(Passage begins)

Environment Minister Trevor Prescod wants to see the statue of Lord Nelson removed completely from the Barbadian landscape.
As protests continue around the world, Prime Minister Mia Amor Mottley
is expected to lay a Black Lives Matter (BLM) resolution in Parliament
on Tuesday.
“Government has informed me a resolution of Black Lives Matter will be
put on the agenda in the House of Assembly,” said Minister of the
Environment Trevor Prescod, gaining loud cheers from the scores of
protesters who gathered at Independence Square to show their
solidarity with the BLM movement sweeping across cities around the
globe.
While unable to give the details contained within the resolution,
which is currently still being drafted, he told the media the motion
will probably not be debated until the end of the week.
“The Leader of the Opposition, myself and the Prime Minister and
others will speak so that the entire Barbadian public, and the people
of the black world will know what our positions are,” he stated
yesterday afternoon.
Moments earlier during his speech, Prescod, a well known Pan
Africanist, also reiterated his stance on the controversial Nelson
statue, insisting it must be taken down.
“Nelson was strongly opposed to the advocacies of emancipation. The
works and records are there in Capitalism and Slavery written by Eric
Williams,” he stressed.
Also insisting that the statue must be removed, Secretary of the
Barbados Muslim Association, Suleiman Bulbulia, spoke on the 400-year
struggle of blacks against injustices which continue up to this day.

(Passage ends)
(Source information begins)

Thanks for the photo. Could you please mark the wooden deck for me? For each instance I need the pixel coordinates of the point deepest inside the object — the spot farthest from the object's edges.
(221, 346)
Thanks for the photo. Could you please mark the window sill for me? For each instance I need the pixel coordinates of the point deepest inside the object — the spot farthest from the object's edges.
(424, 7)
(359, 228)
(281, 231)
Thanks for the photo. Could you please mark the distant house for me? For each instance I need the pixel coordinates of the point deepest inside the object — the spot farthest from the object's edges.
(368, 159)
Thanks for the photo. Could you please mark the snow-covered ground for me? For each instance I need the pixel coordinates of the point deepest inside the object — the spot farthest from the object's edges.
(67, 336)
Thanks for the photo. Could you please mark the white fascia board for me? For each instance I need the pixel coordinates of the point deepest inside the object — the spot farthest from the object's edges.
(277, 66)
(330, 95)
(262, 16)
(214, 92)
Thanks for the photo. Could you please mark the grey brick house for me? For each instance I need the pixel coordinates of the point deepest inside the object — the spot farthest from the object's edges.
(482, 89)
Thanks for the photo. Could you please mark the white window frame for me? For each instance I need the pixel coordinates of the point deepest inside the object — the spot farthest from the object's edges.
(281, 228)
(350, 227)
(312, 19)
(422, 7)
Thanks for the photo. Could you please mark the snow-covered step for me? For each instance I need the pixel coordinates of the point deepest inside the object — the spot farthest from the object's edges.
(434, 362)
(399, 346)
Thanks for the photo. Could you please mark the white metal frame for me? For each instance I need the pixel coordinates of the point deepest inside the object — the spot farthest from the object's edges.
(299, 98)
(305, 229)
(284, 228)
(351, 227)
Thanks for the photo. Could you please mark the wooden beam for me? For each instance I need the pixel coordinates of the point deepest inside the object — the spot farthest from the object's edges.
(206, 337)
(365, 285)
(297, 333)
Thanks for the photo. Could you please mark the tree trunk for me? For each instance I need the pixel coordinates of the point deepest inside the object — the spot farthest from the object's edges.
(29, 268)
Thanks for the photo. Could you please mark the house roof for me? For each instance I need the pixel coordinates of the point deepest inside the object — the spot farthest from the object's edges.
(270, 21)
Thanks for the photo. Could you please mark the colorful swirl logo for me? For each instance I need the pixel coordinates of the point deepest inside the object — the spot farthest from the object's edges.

(Source information ends)

Exercises to complete:
A – Edit the Barbados protest article starting with "As protests continue" and going on through "of the week.", changing "protesters" to "demonstrators".
B – Proceed with the Barbados protest article from where it stops.
These entries come from a separate source unrelated to the Barbados protest article.

Answers for the exercise:
A –
As protests continue around the world, Prime Minister Mia Amor Mottley
is expected to lay a Black Lives Matter (BLM) resolution in Parliament
on Tuesday.
“Government has informed me a resolution of Black Lives Matter will be
put on the agenda in the House of Assembly,” said Minister of the
Environment Trevor Prescod, gaining loud cheers from the scores of
demonstrators who gathered at Independence Square to show their
solidarity with the BLM movement sweeping across cities around the
globe.
While unable to give the details contained within the resolution,
which is currently still being drafted, he told the media the motion
will probably not be debated until the end of the week.

B –
“I can’t breathe! The knee on the back of George Floyd is the same
knee on the neck of the enslaved and their generations from beginning
to now, the knee has not been lifted. It is a knee of racial
discrimination, oppression, injustice, intolerance, the handcuffs
around the wrist of your victims or the same shackles that bound the
enslaved fore-parents. I can’t breathe – the scream of those suffering
in their daily lives. Lack of education, no jobs, no equal
opportunities, poor housing, limited health care, unsanitary
environments and instead of bending a knee to pray, you bend a knee to
prey,” he expressed.
Moving the crowd with a stirring speech, poet and playwright Luci
Hammans also reminded persons of the injustices which exist here in
Barbados for blacks, including the discrimination of some employers
against natural hairstyles and the uneven wealth distribution amongst
the races.
The rally however was once again cut short as after a 15-minute grace
period was exceeded past the 1 p.m. deadline, members of the Royal
Barbados Police Force instructed coordinator David Denny of the
Caribbean Movement for Peace and Integration the event had to end.
Even an intervention by Minister Prescod failed to deter the officers
and after singing a few songs, the majority of the crowd dispersed.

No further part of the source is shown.